• _Aim_: Write out, character for character, the rows below from the line containing "[locate] the red jacket" through the line containing "<point>555,461</point>".

----------

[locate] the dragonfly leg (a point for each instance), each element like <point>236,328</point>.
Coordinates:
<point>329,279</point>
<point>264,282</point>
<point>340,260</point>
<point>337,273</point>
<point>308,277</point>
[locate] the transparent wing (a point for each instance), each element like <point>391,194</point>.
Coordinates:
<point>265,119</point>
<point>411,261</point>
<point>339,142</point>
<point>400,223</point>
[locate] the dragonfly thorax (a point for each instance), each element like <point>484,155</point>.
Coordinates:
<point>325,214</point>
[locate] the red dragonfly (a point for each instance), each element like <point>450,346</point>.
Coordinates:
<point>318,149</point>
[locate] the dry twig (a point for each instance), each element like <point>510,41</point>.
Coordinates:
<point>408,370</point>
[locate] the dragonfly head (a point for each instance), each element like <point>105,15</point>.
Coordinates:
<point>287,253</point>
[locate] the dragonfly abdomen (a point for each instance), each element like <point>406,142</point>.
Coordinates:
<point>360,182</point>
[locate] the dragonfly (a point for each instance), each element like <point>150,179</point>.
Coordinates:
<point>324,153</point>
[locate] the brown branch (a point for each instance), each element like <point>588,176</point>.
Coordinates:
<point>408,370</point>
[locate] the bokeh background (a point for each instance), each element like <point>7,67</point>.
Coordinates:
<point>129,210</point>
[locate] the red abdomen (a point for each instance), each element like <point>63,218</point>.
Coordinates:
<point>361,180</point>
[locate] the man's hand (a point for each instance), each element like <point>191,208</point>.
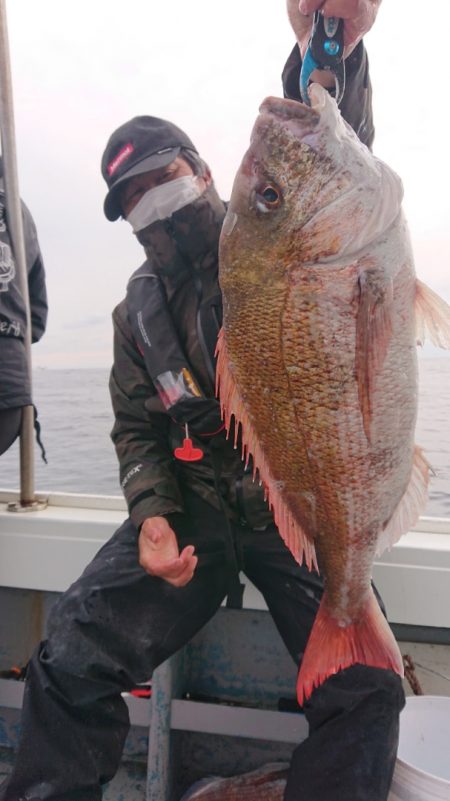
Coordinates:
<point>159,554</point>
<point>358,16</point>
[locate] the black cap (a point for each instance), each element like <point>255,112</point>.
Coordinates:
<point>140,145</point>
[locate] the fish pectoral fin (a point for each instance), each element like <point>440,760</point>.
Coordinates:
<point>373,333</point>
<point>333,647</point>
<point>432,317</point>
<point>412,503</point>
<point>232,405</point>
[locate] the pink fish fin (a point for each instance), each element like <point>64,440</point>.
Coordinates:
<point>332,647</point>
<point>232,405</point>
<point>373,333</point>
<point>432,317</point>
<point>411,505</point>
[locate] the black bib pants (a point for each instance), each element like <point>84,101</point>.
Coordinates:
<point>116,624</point>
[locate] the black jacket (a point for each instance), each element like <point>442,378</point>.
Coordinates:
<point>145,434</point>
<point>14,383</point>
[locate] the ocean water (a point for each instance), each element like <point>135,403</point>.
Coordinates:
<point>76,418</point>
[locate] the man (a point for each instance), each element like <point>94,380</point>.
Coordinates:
<point>196,517</point>
<point>14,381</point>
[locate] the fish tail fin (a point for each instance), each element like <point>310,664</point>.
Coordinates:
<point>432,317</point>
<point>332,647</point>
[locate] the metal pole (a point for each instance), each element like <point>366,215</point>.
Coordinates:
<point>15,228</point>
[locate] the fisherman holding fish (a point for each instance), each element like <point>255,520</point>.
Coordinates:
<point>197,517</point>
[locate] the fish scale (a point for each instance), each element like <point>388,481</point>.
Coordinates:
<point>317,362</point>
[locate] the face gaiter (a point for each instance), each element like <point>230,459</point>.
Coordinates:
<point>162,201</point>
<point>189,238</point>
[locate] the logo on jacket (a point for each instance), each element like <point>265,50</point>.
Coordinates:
<point>7,267</point>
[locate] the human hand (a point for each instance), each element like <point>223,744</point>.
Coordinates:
<point>358,16</point>
<point>159,554</point>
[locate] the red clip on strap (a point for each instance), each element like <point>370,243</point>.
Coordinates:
<point>187,453</point>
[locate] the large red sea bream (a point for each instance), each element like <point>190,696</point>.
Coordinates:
<point>317,361</point>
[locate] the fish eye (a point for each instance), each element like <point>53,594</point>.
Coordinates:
<point>268,197</point>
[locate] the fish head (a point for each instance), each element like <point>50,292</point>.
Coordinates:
<point>307,190</point>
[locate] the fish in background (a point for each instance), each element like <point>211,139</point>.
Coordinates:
<point>317,361</point>
<point>264,784</point>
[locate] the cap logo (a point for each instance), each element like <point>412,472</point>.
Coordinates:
<point>120,158</point>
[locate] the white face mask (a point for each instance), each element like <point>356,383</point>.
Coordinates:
<point>162,201</point>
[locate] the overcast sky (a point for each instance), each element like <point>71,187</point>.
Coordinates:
<point>81,69</point>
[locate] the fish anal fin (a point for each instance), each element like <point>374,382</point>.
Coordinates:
<point>332,647</point>
<point>432,317</point>
<point>232,405</point>
<point>373,334</point>
<point>411,505</point>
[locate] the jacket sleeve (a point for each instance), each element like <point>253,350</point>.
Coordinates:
<point>36,277</point>
<point>356,104</point>
<point>140,433</point>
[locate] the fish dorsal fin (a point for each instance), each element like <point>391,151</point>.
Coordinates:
<point>412,504</point>
<point>301,547</point>
<point>432,317</point>
<point>373,333</point>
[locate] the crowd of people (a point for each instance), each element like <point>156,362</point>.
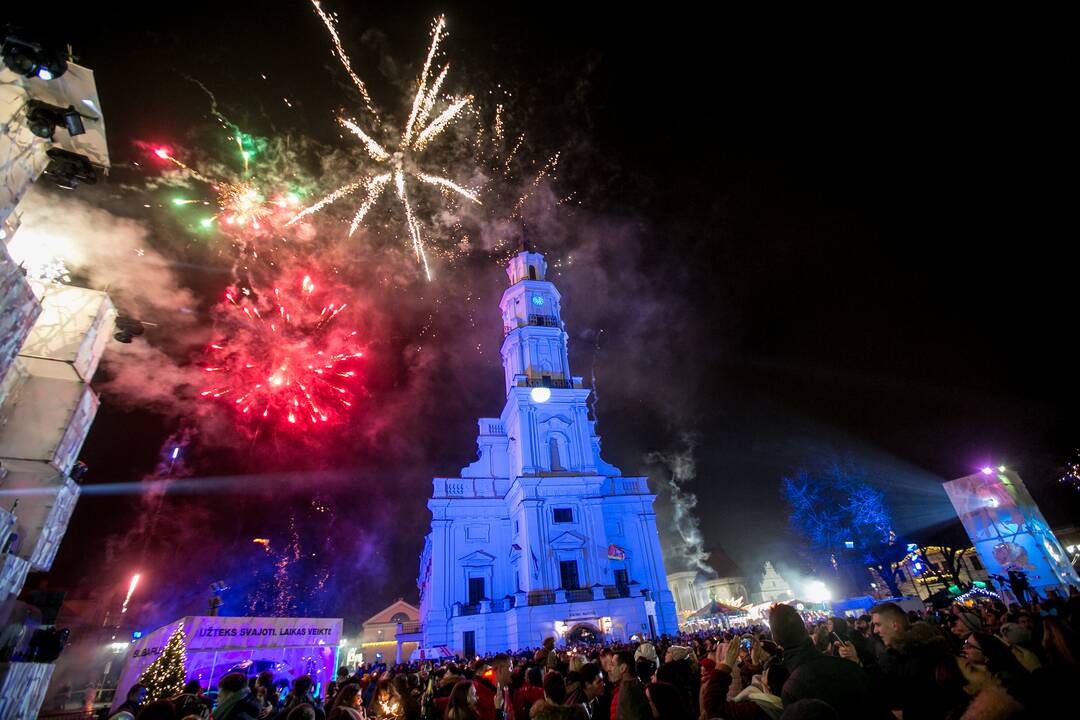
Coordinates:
<point>985,662</point>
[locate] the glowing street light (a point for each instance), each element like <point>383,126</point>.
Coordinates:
<point>818,593</point>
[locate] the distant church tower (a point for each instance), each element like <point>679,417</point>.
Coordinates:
<point>540,537</point>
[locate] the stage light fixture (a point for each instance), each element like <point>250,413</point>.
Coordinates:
<point>31,59</point>
<point>127,329</point>
<point>43,118</point>
<point>69,170</point>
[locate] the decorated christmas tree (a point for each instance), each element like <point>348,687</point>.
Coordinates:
<point>164,677</point>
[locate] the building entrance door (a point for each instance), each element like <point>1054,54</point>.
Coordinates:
<point>469,643</point>
<point>568,574</point>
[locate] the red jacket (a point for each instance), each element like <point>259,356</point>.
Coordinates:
<point>525,698</point>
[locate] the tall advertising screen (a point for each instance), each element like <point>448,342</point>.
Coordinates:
<point>1008,530</point>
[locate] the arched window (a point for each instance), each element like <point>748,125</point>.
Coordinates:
<point>555,461</point>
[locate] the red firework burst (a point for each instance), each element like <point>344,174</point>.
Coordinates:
<point>283,357</point>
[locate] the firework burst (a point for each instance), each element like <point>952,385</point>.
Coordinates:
<point>404,166</point>
<point>283,358</point>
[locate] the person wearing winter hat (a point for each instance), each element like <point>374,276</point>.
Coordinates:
<point>1017,637</point>
<point>646,651</point>
<point>966,623</point>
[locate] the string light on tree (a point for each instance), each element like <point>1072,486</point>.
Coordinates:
<point>1071,476</point>
<point>164,677</point>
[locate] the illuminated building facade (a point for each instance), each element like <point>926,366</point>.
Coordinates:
<point>51,340</point>
<point>540,537</point>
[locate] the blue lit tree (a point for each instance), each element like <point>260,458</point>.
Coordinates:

----------

• _Exercise solution_:
[locate] the red jacket (a point for each instance), each element like <point>259,356</point>.
Coordinates:
<point>525,698</point>
[locate] the tall advertising screen (a point for each instance), each element like <point>448,342</point>.
Coordinates:
<point>1008,530</point>
[locate] the arched window (a point for each instance), each element like <point>748,125</point>.
Coordinates:
<point>555,461</point>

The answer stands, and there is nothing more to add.